Problems and tasks |
1. From the antitrust complaint article, repeat everything from "Interestingly, Mueller said" down to "Apple and Google.".
2. Summarize the antitrust complaint article in two sentences.

Another day, another lawsuit. Or at least an antitrust complaint. Florian Mueller — a German app developer, lobbyist, and blogger — has filed a complaint with European Union antitrust authorities against Apple and Google after they rejected a game aimed at encouraging compliance with government COVID-19 rule, reports Reuters.
He’s filed a similar complaint with the U.S. Department of Justice and antitrust watchdogs in Germany, the Netherlands, Britain and Australia. Fueller is also planning to file another in India next week.
According to Reuters, he says the app rules set by Apple and Google are holding back innovation, in breach of EU regulation, after both companies rejected his Corona Control Game app in November. His complaint said the rules in place by Google and Apple were denying small app developers market opportunities and hampering them by unreasonably slowing down and complicating the delivery of pre-release app versions to testers.
Apple has said it won’t allow any COVID-19 apps on the App Store unless they are officially-approved ones from governments and health authorities.
Interestingly, Mueller said that after modifying his app and renaming it Viral Days so that it was not specifically concerning coronavirus, he last month got approval from Apple and Google.

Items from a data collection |

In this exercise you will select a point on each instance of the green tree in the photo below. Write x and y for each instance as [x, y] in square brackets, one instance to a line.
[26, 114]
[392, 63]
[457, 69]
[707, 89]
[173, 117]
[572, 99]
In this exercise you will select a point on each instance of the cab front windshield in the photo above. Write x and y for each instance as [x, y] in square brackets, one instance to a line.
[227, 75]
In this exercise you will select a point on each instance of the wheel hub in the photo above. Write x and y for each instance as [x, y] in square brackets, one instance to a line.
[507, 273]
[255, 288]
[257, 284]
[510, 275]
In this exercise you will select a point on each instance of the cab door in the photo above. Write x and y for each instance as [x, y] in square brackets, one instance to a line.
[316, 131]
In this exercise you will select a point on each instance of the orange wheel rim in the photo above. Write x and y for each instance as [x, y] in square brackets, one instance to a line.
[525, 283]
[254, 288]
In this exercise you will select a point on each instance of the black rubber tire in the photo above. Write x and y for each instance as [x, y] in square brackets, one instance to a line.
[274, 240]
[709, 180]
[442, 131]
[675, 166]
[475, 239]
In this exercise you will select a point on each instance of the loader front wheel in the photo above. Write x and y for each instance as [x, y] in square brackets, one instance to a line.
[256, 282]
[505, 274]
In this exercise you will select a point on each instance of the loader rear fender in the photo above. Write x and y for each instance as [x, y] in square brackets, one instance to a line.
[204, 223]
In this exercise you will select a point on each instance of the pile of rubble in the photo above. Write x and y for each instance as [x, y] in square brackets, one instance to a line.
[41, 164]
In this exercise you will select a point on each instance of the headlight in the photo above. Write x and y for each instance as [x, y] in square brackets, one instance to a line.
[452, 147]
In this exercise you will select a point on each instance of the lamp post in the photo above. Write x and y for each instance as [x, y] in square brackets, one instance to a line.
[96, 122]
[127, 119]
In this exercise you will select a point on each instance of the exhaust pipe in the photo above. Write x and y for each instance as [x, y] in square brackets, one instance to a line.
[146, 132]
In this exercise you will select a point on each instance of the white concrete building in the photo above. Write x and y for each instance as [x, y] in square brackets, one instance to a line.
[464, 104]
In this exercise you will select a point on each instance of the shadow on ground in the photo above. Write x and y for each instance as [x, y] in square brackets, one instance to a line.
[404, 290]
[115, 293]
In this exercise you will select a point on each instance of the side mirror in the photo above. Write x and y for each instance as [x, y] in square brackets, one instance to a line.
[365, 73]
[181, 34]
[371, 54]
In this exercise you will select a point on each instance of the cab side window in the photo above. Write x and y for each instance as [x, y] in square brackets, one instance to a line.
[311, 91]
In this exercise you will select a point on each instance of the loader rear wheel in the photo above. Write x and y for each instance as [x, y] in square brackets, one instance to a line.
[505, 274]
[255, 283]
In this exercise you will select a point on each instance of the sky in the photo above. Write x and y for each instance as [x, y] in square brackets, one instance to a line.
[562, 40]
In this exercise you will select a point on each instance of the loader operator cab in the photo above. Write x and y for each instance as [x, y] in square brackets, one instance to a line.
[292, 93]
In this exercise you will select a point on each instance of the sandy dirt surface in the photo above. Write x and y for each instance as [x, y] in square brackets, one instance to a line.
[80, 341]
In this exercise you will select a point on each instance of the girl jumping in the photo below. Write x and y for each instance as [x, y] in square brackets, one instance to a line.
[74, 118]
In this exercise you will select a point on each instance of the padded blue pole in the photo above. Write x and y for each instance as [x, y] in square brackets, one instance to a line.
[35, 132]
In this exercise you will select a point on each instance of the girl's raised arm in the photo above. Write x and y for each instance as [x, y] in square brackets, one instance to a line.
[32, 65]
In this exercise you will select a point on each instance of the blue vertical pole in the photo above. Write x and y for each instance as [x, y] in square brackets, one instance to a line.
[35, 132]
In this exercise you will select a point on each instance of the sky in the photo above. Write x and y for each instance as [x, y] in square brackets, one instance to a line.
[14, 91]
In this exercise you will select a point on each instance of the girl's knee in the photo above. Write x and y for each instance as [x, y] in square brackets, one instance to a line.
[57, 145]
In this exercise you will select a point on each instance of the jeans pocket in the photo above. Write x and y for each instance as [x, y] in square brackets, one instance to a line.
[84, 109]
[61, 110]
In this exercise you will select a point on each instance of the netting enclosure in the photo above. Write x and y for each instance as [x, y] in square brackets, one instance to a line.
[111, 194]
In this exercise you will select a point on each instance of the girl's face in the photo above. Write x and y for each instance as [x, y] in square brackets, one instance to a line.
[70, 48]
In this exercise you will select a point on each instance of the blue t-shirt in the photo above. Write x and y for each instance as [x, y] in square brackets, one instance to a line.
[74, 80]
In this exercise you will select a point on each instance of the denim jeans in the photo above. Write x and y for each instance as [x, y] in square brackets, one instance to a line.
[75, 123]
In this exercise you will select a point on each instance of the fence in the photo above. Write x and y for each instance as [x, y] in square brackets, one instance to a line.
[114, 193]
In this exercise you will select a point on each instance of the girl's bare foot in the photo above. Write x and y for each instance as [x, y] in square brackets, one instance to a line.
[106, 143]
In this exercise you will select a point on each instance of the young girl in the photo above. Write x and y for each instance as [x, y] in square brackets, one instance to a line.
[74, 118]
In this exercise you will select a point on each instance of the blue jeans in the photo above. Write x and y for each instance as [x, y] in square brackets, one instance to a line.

Results of the exercise |
1.
Interestingly, Mueller said that after modifying his app and renaming it Viral Days so that it was not specifically concerning coronavirus, he last month got approval from Apple and Google.

2. Florian Mueller, a German app developer, lobbyist, and blogger, has filed antitrust complaints with European Union authorities and other watchdogs against Apple and Google after they rejected his Corona Control Game app in November. He argues that their app rules hold back innovation and deny small developers market opportunities, although both companies approved the app last month after he modified it and renamed it Viral Days so that it no longer specifically concerned coronavirus.